Reproduce word for word everything in the podcast page on the new solar system from "Today’s sponsor: This" down to "the hidden treasure.".

• [TEXT EXCERPT]
****

Date: January 11, 2010
Title: The New Solar System
Podcaster: Andy Briggs
Organization: Science File: http://www.sciencefile.org
Description: How has our view of the solar system changed since the beginning of the space age, and what can it tell us about solar systems around other stars?
Bio: Andy Briggs is an amateur astronomer living in Spain. He has been observing the heavens for more than 40 years. He is the publisher of sciencefile.org (http://www.sciencefile.org), a website for anybody with any interest in science.
Today’s sponsor: This episode of “365 Days of Astronomy” is sponsored by Beth Katz. Beth Katz wishes her father a happy birthday along with a thank you for introducing me to the stars. Also thank you for the Galileoscope birthday present.
Transcript:
When I was young, and finding my feet in astronomy, our view of the solar system was very different to what it is today. I still have a book from 1961 entitled Adventures in Space, in which two very English, very middle-class comic-strip children called John and Pam have all sorts of thrilling escapades with their astronomer uncle, from being shown round his observatory to taking a trip to the Moon in one of the beautifully aerodynamic, winged rocket ships so prevalent in the science fiction of the time. In another comic strip, Pluton the space boy fights off extraterrestrials on Mars to get to the hidden treasure.

****

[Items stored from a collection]
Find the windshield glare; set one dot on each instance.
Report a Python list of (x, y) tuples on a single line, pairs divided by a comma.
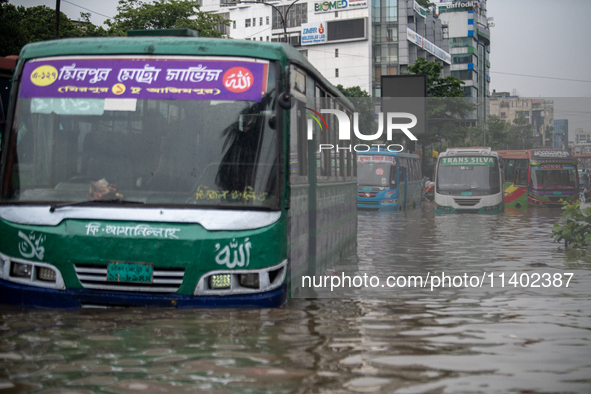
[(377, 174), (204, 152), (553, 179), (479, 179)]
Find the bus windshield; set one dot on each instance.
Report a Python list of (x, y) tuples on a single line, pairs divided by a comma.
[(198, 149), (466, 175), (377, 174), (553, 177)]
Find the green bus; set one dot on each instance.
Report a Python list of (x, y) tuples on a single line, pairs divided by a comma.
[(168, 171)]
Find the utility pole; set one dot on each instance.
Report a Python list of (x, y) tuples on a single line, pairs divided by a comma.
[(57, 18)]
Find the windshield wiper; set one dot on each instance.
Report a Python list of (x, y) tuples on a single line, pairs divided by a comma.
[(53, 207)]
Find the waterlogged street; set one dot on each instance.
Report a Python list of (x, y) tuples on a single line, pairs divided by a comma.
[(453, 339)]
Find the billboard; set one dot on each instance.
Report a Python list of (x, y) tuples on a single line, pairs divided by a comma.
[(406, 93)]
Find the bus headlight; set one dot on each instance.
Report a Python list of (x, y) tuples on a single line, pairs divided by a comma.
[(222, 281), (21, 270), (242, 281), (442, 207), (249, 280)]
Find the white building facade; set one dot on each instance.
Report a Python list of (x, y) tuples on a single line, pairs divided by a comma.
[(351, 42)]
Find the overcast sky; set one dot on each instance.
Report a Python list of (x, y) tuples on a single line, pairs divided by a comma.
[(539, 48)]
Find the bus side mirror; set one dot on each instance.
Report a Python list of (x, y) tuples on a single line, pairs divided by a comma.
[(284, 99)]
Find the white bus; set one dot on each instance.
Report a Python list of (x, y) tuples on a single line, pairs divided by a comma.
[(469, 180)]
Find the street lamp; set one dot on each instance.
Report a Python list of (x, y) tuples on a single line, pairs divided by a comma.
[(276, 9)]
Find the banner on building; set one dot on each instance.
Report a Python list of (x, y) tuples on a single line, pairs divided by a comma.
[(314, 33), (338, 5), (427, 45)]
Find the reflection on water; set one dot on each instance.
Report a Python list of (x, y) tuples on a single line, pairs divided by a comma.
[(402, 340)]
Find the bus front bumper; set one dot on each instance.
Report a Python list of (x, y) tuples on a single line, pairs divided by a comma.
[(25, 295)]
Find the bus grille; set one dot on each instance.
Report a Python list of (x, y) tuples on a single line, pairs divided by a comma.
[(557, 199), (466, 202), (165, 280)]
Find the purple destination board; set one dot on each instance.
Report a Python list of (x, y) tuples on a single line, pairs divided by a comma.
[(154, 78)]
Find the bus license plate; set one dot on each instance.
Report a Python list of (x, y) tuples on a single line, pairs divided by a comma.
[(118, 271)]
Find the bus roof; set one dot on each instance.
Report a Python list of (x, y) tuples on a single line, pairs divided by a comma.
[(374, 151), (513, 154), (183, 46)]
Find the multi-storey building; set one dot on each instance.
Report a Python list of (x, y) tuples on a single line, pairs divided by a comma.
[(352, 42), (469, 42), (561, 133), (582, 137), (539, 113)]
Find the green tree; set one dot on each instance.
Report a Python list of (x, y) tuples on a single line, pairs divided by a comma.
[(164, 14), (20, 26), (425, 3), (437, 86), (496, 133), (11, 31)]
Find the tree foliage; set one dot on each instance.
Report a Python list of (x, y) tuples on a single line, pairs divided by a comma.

****

• [ANSWER TO THIS TASK]
Today’s sponsor: This episode of “365 Days of Astronomy” is sponsored by Beth Katz. Beth Katz wishes her father a happy birthday along with a thank you for introducing me to the stars. Also thank you for the Galileoscope birthday present.
Transcript:
When I was young, and finding my feet in astronomy, our view of the solar system was very different to what it is today. I still have a book from 1961 entitled Adventures in Space, in which two very English, very middle-class comic-strip children called John and Pam have all sorts of thrilling escapades with their astronomer uncle, from being shown round his observatory to taking a trip to the Moon in one of the beautifully aerodynamic, winged rocket ships so prevalent in the science fiction of the time. In another comic strip, Pluton the space boy fights off extraterrestrials on Mars to get to the hidden treasure.